Texte proposé:
***

Au cours de mes missions, j’ai constaté un sujet engendrant une forte insécurité psychologique : le flou qui entoure le rôle ou la mission des individus.
Ce constat est paradoxal, car, conformément aux principes de l’agilité, nous cherchons à former des équipes pluridisciplinaires, à favoriser la propriété collective (collective ownership) et à éviter les structures rigides, afin de faciliter l’adaptabilité, la réécriture régulière des règles, et l’abandon de l’attitude “ce n’est pas moi, cela ne relève pas de ma fiche de poste”.
Alors, pourquoi cela peut-il poser problème ?
C’est un sujet complexe qui, à mon avis, mérite d’être pris en considération lors des processus de transformation.
Pourquoi ce flou a été mise en place ?
Commençons par mieux comprendre à quoi sert ce flou dans un environnement de départ, avant transformation.
Un point de vue depuis la spirale dynamique
La spirale dynamique propose une théorie qui permet de mieux comprendre les transitions d’évolution d’état d’esprit au sein d’une entreprise.
Nous observons actuellement plusieurs entreprises en pleine transition du stade bleu vers le stade orange, ou bien solidement ancrées dans le stade orange.
Le stade bleu représente une phase où les règles sont perçues comme “divines”, avec des rôles extrêmement définis et un respect strict des positions, souvent motivé par la peur.
Quant au stade orange, il se caractérise par l’importance accordée à la réussite, peu importe les moyens utilisés. Il est marqué par une ouverture, une compétitivité exacerbée, une mentalité axée sur le chacun pour soi, avec parfois la tentation d’écraser les autres pour parvenir à sa propre réussite.
Il est intéressant de noter que fréquemment, la transition d’un stade à un autre s’opère par le rejet ou la rupture. Ceci offre une première perspective sur la raison pour laquelle la structure des rôles peut parfois être négligée, au profit d’une mentalité visant à tout prendre pour atteindre ses objectifs, obtenir des gains, et réussir.
La réduction de coût
Un autre facteur peut être lié à la réduction de coût, couche par couche, an par an.
Plutôt que d’avoir une personne par activité, on va cumuler le plus de casquette possible sur une même personne, afin de réduire les coûts. Cela va créer un flou sur la limite de ses responsabilités.

***

Données fournies:
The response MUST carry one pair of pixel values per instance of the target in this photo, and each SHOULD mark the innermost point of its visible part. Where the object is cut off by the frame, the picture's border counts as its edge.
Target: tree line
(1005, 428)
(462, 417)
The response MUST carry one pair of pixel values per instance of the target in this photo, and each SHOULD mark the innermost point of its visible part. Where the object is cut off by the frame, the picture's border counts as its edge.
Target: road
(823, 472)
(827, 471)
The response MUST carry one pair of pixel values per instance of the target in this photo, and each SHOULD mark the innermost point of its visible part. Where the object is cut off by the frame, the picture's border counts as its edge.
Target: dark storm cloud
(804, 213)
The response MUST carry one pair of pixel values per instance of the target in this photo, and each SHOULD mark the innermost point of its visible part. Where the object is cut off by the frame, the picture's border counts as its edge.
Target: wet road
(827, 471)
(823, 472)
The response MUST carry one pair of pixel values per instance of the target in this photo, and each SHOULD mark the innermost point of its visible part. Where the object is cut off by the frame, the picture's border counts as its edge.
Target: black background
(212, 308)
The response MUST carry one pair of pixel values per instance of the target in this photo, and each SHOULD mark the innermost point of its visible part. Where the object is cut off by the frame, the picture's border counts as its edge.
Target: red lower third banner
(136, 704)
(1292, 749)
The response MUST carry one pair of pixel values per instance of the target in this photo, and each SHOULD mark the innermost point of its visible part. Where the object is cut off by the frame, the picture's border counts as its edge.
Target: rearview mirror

***

Travaux écrits:
a - Répondez d'après le texte :
(i) Quel sujet engendre une forte insécurité psychologique ?
(ii) De quel stade vers quel stade plusieurs entreprises sont-elles en pleine transition ?
(iii) Pour réduire les coûts, que fait-on plutôt que d'avoir une personne par activité ?
b - Recopiez les lignes des entrées, du début des entrées jusqu'à la ligne contenant « (1292, 749) », incluse.
Les entrées n'ont aucun lien avec le texte.

Corrigé:
a -
(i) Le flou qui entoure le rôle ou la mission des individus.
(ii) Du stade bleu vers le stade orange.
(iii) On cumule le plus de casquettes possible sur une même personne.

b -
The response MUST carry one pair of pixel values per instance of the target in this photo, and each SHOULD mark the innermost point of its visible part. Where the object is cut off by the frame, the picture's border counts as its edge.
Target: tree line
(1005, 428)
(462, 417)
The response MUST carry one pair of pixel values per instance of the target in this photo, and each SHOULD mark the innermost point of its visible part. Where the object is cut off by the frame, the picture's border counts as its edge.
Target: road
(823, 472)
(827, 471)
The response MUST carry one pair of pixel values per instance of the target in this photo, and each SHOULD mark the innermost point of its visible part. Where the object is cut off by the frame, the picture's border counts as its edge.
Target: dark storm cloud
(804, 213)
The response MUST carry one pair of pixel values per instance of the target in this photo, and each SHOULD mark the innermost point of its visible part. Where the object is cut off by the frame, the picture's border counts as its edge.
Target: wet road
(827, 471)
(823, 472)
The response MUST carry one pair of pixel values per instance of the target in this photo, and each SHOULD mark the innermost point of its visible part. Where the object is cut off by the frame, the picture's border counts as its edge.
Target: black background
(212, 308)
The response MUST carry one pair of pixel values per instance of the target in this photo, and each SHOULD mark the innermost point of its visible part. Where the object is cut off by the frame, the picture's border counts as its edge.
Target: red lower third banner
(136, 704)
(1292, 749)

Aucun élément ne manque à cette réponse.